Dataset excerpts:
►
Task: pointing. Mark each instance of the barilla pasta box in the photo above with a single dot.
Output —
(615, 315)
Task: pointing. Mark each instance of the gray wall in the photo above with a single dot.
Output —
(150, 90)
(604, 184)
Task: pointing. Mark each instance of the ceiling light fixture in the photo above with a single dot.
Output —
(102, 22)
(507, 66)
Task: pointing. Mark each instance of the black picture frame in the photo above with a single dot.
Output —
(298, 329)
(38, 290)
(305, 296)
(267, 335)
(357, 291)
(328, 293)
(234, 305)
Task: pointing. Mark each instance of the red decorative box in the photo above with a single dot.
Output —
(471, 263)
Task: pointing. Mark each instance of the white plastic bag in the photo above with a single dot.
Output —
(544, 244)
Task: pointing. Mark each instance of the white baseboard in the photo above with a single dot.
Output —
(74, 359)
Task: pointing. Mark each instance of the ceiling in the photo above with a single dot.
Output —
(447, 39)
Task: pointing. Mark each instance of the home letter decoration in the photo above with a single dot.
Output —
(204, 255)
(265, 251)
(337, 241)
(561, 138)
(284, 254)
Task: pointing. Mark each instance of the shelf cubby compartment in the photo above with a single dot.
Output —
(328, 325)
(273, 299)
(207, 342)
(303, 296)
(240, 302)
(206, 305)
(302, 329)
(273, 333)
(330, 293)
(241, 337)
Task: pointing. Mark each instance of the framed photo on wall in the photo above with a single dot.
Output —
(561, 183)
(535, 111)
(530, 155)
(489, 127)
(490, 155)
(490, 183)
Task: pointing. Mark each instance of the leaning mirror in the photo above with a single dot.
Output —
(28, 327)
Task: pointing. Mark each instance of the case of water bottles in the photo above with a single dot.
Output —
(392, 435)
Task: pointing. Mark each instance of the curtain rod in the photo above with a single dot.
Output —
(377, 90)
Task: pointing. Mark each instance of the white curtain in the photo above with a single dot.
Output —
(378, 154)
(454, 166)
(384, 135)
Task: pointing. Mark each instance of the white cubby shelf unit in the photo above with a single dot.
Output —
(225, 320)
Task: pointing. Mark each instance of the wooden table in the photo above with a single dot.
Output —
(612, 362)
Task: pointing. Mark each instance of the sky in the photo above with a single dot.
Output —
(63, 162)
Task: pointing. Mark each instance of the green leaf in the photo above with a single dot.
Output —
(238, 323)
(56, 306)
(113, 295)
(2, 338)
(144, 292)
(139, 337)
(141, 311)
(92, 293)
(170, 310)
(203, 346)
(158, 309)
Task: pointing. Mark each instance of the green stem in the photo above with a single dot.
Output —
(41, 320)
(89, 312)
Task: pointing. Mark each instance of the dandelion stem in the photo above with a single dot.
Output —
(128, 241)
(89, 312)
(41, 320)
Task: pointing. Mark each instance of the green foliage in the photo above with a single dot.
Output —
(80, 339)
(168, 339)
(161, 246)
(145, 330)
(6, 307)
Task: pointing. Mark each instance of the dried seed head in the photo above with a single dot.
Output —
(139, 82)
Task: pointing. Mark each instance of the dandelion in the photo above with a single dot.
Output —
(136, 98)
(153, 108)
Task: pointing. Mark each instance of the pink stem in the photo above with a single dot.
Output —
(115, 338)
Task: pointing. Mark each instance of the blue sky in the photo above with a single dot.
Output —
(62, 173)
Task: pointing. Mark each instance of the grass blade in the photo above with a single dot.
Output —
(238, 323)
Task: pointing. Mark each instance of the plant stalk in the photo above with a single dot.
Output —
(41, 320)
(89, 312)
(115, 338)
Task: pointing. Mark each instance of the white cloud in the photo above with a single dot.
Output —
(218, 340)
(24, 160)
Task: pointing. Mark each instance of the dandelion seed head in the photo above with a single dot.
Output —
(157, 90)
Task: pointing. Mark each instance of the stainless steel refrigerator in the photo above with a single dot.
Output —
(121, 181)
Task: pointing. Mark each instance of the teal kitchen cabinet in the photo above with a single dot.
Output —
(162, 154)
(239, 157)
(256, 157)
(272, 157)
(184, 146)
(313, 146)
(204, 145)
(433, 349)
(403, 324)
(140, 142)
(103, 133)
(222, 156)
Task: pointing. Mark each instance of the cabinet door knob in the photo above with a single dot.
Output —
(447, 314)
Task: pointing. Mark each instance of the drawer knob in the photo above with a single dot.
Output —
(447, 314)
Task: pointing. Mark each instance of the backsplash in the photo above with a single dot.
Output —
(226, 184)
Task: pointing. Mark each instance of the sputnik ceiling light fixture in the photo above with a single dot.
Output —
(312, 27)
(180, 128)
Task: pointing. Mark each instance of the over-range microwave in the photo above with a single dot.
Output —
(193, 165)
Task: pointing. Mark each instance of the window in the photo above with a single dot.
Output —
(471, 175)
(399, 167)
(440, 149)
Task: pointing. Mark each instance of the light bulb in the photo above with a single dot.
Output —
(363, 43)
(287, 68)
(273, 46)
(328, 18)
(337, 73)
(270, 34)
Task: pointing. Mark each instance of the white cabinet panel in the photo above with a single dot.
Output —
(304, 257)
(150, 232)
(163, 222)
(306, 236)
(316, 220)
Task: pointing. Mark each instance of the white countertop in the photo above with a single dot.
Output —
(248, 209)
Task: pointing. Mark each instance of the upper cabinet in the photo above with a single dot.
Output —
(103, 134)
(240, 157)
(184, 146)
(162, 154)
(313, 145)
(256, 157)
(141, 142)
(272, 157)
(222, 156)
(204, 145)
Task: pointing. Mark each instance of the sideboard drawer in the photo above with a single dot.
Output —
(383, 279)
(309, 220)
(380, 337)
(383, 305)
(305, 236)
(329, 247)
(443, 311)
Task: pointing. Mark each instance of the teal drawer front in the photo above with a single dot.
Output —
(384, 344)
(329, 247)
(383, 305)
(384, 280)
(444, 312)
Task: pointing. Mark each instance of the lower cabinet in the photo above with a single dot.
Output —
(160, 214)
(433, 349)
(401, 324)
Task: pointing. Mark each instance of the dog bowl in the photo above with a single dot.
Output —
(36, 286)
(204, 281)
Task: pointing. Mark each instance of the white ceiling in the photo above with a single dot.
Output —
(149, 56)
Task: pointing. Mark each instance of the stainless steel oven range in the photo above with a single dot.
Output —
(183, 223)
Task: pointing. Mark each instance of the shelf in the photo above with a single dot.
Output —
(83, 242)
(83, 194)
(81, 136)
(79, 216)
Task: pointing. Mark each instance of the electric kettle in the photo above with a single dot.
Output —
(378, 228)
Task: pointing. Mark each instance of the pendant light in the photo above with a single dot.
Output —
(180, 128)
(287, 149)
◄
►
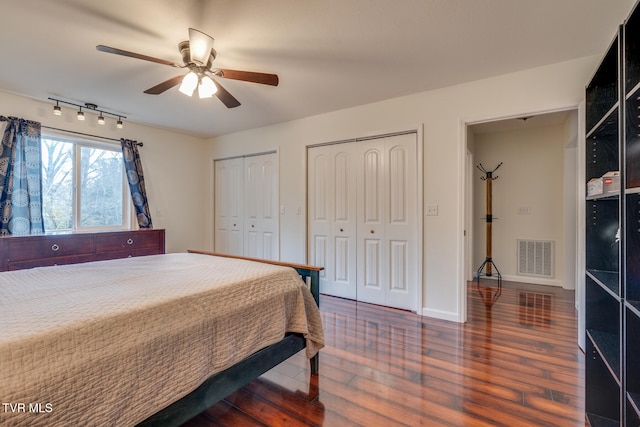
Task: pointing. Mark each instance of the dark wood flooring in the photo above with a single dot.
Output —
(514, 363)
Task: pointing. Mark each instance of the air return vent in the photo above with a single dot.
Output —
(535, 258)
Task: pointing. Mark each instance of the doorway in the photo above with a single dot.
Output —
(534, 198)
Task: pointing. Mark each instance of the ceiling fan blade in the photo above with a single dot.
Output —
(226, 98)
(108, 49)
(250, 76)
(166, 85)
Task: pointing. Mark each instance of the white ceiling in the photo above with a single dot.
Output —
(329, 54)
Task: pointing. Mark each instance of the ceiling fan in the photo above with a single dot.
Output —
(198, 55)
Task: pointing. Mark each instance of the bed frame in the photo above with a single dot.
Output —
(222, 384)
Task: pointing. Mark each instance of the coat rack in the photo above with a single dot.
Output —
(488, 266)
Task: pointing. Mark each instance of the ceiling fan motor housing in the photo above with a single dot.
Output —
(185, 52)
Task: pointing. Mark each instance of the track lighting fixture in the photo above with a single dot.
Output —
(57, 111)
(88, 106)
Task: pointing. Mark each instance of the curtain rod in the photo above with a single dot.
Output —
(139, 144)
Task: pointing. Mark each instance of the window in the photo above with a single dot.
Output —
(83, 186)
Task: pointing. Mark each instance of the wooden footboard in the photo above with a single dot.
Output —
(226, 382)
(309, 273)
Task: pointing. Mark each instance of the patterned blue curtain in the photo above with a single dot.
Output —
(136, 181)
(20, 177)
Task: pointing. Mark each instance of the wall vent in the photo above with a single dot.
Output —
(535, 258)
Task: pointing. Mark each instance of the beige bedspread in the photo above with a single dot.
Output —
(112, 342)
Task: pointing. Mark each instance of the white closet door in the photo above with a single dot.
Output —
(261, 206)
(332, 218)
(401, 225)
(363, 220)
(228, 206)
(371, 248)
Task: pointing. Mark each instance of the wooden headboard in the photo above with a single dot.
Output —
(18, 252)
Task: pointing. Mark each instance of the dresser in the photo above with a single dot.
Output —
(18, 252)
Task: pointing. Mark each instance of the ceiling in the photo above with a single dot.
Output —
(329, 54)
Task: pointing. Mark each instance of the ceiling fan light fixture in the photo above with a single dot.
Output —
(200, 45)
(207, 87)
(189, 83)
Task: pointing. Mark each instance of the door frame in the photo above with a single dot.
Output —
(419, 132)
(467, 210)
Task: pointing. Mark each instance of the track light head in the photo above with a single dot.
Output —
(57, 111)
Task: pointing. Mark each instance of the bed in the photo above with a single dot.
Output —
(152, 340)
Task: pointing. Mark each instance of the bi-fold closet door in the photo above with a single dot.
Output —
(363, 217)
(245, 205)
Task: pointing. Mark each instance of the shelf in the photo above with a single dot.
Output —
◄
**EXERCISE DIRECTIONS:** Tell how many lines in the entries above include the string "teal", and write nothing but the number.

**EXPECTED ANSWER:** 2